*WHAT IS NEEDED*: Copy out each line exactly as it appears.

++++ SUPPLIED MATERIAL ++++

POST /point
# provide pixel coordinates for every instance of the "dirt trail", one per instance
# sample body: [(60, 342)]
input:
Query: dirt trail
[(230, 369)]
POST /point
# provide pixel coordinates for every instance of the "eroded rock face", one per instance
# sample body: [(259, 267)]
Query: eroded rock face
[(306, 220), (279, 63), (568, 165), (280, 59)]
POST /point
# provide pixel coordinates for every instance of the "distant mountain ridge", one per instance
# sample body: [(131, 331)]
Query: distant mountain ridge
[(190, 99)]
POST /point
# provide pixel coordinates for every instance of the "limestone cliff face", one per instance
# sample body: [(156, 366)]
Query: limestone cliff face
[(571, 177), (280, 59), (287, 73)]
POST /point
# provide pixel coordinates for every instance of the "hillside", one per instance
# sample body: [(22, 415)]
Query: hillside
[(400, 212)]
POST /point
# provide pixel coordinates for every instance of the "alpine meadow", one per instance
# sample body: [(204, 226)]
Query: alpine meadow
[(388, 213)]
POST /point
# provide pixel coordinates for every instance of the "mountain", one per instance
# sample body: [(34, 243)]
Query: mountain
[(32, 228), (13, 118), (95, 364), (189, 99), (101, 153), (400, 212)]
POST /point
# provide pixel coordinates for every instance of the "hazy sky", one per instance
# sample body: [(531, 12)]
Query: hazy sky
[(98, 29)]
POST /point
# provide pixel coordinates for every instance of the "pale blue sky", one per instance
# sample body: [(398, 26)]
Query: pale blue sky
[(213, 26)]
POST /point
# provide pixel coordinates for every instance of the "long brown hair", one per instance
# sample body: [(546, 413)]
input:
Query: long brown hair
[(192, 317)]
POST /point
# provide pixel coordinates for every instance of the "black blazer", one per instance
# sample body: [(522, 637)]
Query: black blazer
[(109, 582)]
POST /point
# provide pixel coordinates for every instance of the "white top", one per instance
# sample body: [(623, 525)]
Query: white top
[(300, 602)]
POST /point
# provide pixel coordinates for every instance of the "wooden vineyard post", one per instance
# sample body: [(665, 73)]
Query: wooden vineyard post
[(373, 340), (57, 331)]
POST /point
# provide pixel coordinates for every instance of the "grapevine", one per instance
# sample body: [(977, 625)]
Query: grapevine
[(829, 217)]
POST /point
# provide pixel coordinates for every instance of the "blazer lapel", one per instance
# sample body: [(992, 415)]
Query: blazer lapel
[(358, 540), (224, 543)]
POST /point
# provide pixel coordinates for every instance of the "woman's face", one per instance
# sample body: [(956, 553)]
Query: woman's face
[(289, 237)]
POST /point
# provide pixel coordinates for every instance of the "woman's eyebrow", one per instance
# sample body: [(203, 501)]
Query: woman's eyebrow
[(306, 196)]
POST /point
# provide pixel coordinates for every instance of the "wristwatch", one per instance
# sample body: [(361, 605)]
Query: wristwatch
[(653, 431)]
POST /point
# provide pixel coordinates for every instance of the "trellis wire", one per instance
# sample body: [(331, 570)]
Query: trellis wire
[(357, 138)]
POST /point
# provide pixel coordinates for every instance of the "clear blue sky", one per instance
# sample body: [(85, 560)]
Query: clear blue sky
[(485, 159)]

++++

*SOLUTION FOR THIS PROBLEM*:
POST /point
# provide pixel coordinates for every instance of the "dirt trail", one per instance
# sample body: [(60, 342)]
input:
Query: dirt trail
[(230, 369)]
POST /point
# provide pixel coordinates for every instance of the "eroded rock face", one per instance
# sample body: [(259, 267)]
Query: eroded rock face
[(306, 220), (279, 63), (568, 165), (280, 59)]
POST /point
# provide pixel coordinates for every instance of the "distant mountain ridge", one per instance
# sample body: [(131, 331)]
Query: distant mountain ridge
[(190, 99)]
POST /point
# provide pixel coordinates for every instance of the "limestone cliff face", one per instance
# sample body: [(156, 366)]
Query: limestone cliff face
[(571, 177), (280, 59), (287, 73)]
POST /point
# provide pixel coordinates for every instance of the "hillside", one per instance
# sample body: [(22, 415)]
Query: hillside
[(400, 212)]
POST /point
# provide pixel coordinates for every instance of the "alpine meadow", one per instance
# sample body: [(204, 226)]
Query: alpine meadow
[(388, 213)]
POST /point
# provide pixel coordinates for every instance of the "mountain", one per instance
# sample body: [(34, 243)]
Query: mountain
[(32, 228), (13, 118), (95, 364), (189, 99), (101, 153), (400, 212)]
POST /point
# provide pixel coordinates for every instance of the "hazy sky", one per instance
# sample body: [(531, 12)]
Query: hazy sky
[(98, 29)]
POST /point
# provide pixel coordinates for every instance of the "pale blue sky", one per instance
# sample body: [(398, 26)]
Query: pale blue sky
[(213, 26)]
POST /point
# provide pixel coordinates for every instance of the "long brown hair", one per instance
# sample body: [(546, 413)]
input:
Query: long brown hair
[(192, 317)]
POST /point
# provide pixel coordinates for every instance of the "black blazer", one per instance
# sample body: [(522, 637)]
Query: black blazer
[(109, 582)]
POST /point
# provide pixel coordinates for every instance of the "white top", one per instance
# sample body: [(623, 525)]
Query: white top
[(300, 602)]
POST /point
# provide pixel coordinates for every instance of the "wooden vineyard post", one per instance
# sample body: [(665, 73)]
Query: wooden vineyard post
[(373, 340), (57, 331)]
POST /point
# provide pixel coordinates for every instance of the "grapevine", one per instance
# sample body: [(977, 625)]
Query: grapevine
[(829, 217)]
POST /point
# provide pixel coordinates for every instance of the "blazer lapel", one per instance
# sample body: [(992, 415)]
Query: blazer lapel
[(358, 540), (224, 543)]
POST /point
# provide pixel coordinates for every instance of the "woman's face", one per instance
# sample body: [(956, 553)]
Query: woman's face
[(289, 237)]
POST /point
# provide pixel coordinates for every instance of the "woman's eyebrow", one per instance
# sample body: [(203, 501)]
Query: woman's eyebrow
[(306, 196)]
POST /point
# provide pixel coordinates for every instance of the "wristwatch", one per instance
# sample body: [(361, 605)]
Query: wristwatch
[(653, 431)]
POST /point
# provide pixel coordinates for every instance of the "trellis wire", one per instance
# sample body: [(331, 570)]
Query: trellis wire
[(357, 138)]
POST /point
# provide pixel coordinates for every instance of the "clear blue sky", one per instance
# sample body: [(85, 560)]
Query: clear blue sky
[(485, 159)]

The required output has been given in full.